[Records excerpted from a collection]

--------------------------------------------------

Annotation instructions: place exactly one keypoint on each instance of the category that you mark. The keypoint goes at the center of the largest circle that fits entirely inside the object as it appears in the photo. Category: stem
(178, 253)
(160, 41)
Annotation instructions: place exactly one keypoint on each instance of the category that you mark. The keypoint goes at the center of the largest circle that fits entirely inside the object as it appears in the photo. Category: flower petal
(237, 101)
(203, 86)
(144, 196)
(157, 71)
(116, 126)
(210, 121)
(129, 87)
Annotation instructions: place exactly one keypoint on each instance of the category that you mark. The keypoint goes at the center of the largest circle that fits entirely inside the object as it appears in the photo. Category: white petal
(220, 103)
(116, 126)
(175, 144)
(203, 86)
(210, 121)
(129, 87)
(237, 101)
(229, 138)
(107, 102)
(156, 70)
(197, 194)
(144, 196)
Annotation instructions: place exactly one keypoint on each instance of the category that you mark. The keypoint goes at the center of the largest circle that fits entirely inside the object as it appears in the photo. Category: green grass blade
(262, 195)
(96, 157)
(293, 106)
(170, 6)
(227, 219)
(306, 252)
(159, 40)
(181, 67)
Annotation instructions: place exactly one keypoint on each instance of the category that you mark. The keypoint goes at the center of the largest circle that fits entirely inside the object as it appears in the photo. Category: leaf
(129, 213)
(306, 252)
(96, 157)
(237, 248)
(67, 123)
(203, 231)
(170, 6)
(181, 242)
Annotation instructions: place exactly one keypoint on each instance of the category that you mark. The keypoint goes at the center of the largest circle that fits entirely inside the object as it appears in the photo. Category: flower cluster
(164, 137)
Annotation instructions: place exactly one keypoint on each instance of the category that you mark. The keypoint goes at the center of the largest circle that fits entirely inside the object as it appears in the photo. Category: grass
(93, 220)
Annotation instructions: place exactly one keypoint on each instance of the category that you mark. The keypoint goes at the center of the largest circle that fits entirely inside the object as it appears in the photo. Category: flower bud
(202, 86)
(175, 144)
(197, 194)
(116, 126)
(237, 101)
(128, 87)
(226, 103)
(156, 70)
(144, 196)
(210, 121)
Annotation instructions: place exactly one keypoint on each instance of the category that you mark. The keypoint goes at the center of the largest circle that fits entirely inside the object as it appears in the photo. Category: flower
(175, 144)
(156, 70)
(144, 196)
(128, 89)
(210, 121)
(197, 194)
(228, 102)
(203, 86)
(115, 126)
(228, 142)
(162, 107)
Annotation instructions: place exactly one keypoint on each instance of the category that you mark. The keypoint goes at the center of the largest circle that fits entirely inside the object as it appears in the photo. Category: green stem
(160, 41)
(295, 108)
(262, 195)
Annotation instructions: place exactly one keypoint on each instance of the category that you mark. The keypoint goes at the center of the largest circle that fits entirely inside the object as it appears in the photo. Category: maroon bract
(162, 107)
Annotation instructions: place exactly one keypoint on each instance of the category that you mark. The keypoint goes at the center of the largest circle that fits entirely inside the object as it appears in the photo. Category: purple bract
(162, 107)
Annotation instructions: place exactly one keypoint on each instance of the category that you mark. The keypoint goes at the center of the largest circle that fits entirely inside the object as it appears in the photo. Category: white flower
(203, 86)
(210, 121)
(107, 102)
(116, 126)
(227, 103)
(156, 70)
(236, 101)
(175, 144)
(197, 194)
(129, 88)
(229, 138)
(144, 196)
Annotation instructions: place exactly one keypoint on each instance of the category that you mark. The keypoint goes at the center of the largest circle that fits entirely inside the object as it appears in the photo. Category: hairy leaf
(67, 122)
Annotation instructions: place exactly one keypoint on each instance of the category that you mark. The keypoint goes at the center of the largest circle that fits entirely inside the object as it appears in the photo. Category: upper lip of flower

--------------------------------------------------

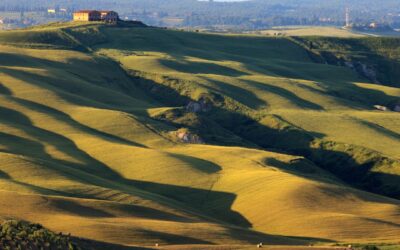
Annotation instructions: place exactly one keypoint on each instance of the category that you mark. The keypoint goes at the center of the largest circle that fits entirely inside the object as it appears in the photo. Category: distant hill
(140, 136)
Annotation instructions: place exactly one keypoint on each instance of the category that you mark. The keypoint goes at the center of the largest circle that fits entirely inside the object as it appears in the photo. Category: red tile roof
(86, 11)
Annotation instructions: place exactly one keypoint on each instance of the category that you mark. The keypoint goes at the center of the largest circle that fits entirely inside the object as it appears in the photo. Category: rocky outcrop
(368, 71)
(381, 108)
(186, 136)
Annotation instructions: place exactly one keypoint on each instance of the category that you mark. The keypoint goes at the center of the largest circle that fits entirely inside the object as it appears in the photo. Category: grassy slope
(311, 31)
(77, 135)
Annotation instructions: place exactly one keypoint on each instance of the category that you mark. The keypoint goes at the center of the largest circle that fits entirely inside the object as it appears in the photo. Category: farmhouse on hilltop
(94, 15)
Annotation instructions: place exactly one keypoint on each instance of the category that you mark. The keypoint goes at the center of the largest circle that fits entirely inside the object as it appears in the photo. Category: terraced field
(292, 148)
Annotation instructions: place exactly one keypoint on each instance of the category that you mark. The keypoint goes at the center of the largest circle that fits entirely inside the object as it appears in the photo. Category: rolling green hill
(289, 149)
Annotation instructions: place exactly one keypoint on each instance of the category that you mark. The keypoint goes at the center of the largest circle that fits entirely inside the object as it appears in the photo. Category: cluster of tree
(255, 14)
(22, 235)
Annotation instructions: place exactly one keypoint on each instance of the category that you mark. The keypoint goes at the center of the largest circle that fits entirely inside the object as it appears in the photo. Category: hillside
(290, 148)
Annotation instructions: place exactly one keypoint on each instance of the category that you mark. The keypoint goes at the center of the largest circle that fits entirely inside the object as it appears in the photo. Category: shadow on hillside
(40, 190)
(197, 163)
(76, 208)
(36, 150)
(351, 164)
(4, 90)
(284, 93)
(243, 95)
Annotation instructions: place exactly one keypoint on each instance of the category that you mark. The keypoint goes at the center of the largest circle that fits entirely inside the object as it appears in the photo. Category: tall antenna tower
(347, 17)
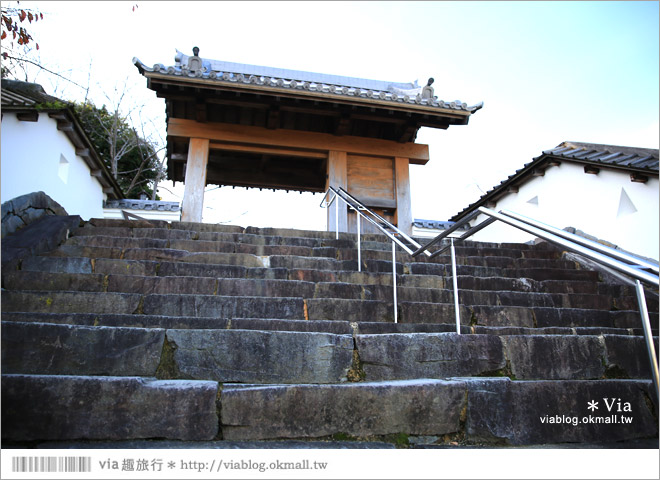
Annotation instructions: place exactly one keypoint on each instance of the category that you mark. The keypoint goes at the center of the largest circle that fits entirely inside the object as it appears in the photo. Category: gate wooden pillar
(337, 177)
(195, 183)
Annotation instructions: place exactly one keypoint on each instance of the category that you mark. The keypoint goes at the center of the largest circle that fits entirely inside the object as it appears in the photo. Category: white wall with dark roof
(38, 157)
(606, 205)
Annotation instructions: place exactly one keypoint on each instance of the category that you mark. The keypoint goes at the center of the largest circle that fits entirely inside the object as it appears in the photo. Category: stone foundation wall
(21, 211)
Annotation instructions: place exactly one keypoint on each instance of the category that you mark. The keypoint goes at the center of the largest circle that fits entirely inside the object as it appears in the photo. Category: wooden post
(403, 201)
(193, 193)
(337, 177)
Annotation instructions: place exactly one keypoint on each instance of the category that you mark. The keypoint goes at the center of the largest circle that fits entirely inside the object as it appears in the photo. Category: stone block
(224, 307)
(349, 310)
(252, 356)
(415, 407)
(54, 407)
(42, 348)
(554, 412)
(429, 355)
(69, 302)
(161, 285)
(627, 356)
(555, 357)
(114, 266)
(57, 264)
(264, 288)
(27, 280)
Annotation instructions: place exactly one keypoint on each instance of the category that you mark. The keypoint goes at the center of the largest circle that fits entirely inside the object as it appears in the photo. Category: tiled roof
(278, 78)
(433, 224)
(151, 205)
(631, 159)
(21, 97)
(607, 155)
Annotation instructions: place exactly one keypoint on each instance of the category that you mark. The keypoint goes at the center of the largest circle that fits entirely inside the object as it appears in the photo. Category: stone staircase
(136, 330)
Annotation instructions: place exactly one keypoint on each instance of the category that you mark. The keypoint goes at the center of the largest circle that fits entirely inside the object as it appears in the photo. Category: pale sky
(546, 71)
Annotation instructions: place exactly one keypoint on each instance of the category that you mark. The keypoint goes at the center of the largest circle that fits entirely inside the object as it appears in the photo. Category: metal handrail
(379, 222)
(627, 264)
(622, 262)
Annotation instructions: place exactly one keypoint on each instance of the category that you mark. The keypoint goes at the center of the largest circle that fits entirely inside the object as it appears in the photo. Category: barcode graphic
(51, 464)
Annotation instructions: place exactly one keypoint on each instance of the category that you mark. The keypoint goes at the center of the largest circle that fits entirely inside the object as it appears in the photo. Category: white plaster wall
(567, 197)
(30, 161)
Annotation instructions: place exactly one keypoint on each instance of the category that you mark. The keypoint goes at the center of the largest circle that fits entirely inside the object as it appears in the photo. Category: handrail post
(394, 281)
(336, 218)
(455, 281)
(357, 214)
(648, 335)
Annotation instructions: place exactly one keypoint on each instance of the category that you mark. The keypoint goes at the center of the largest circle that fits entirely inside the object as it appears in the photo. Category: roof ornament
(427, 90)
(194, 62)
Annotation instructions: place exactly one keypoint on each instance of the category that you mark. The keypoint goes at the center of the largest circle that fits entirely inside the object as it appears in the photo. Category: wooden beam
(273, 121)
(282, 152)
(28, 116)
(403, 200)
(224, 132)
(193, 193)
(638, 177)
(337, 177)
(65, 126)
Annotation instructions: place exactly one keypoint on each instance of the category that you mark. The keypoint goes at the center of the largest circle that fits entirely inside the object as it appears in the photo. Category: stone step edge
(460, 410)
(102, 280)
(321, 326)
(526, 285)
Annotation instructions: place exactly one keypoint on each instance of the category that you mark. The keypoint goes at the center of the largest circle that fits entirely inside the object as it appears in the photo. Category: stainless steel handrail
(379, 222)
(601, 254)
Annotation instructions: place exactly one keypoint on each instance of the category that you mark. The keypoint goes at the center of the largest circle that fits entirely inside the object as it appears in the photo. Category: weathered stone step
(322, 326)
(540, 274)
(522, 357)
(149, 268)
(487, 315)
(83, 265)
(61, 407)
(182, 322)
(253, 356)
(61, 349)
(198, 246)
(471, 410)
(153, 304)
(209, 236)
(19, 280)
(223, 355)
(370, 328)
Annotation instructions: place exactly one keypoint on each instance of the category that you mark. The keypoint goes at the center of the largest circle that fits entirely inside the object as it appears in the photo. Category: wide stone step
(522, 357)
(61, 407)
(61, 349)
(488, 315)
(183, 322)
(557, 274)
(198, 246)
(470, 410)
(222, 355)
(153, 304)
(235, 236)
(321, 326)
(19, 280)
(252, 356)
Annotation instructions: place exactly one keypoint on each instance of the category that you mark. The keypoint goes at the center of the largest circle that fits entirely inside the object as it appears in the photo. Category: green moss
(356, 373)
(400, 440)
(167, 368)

--------------------------------------------------

▸ **What to do**: Return each line of the records above that contains the string "block".

▸ **Final answer**:
Annotation instructions: place exactly one keypoint on each instance of the category that you mark. The keypoint goes at the center of the largest circle that fits entirely inside the object as it appears in the photo. Category: stone block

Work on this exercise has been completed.